Brief
Count the lines in the data below that contain the string "wing", treating uppercase and lowercase as different. Give only the number.

Dataset entries
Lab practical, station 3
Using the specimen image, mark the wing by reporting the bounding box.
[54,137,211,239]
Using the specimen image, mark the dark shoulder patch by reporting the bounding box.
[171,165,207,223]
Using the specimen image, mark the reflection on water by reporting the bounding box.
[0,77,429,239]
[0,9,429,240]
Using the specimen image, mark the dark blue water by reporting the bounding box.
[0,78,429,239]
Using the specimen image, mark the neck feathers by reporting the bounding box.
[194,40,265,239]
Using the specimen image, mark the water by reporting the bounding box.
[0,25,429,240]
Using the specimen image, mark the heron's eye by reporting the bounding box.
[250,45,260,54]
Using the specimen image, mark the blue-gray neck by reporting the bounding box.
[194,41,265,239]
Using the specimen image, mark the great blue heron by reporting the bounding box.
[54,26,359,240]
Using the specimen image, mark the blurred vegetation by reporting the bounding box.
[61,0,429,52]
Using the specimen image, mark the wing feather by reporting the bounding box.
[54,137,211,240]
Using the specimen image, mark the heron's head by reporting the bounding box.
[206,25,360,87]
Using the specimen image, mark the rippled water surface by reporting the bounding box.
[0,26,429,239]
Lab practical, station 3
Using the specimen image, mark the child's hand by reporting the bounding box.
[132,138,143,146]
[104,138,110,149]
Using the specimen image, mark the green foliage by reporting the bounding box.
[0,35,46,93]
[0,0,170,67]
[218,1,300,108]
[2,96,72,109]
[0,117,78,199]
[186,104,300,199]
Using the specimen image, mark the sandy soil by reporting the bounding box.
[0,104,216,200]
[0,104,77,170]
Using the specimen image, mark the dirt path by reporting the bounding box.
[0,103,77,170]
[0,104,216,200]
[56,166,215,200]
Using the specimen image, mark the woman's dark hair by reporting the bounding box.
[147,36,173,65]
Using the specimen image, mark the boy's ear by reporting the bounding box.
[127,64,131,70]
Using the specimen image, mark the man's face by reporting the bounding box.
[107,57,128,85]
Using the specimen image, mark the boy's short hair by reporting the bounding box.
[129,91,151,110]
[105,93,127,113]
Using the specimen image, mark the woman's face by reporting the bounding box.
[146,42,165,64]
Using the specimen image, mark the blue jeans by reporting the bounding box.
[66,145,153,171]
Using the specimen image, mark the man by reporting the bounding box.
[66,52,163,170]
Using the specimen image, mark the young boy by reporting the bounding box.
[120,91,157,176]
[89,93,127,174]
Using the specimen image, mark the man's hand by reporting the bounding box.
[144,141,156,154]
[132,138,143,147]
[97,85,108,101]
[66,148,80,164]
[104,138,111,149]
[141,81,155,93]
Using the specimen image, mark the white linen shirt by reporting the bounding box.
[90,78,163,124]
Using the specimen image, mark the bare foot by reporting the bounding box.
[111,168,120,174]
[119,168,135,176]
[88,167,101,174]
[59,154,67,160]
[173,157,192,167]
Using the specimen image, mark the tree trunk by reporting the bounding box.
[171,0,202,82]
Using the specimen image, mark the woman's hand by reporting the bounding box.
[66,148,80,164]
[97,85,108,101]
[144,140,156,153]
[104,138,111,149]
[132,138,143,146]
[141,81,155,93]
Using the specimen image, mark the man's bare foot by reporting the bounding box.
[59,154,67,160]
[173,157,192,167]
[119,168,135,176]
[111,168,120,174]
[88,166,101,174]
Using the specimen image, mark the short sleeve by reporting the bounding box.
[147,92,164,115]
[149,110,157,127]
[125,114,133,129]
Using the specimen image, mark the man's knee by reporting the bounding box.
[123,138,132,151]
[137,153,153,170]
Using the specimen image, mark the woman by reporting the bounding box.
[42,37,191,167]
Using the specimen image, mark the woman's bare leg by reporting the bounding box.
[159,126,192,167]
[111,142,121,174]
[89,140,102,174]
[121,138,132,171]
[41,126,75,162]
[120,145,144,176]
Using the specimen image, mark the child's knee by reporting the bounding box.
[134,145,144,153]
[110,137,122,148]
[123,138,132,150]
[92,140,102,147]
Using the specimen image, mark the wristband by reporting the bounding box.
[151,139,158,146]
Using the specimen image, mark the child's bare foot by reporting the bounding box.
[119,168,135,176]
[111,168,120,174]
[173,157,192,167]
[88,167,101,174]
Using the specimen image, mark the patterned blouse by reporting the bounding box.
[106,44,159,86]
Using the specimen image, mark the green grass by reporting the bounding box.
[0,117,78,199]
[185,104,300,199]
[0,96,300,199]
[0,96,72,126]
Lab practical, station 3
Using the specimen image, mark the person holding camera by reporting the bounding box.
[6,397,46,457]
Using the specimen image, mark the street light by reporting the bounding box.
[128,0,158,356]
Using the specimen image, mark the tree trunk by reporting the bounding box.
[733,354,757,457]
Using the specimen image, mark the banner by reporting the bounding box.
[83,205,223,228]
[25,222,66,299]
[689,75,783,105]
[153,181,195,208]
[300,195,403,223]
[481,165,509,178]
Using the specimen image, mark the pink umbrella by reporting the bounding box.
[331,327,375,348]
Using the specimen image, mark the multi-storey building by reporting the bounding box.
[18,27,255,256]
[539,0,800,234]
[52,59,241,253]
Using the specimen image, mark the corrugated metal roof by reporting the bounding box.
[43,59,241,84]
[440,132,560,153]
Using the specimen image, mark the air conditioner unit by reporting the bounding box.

Correct output
2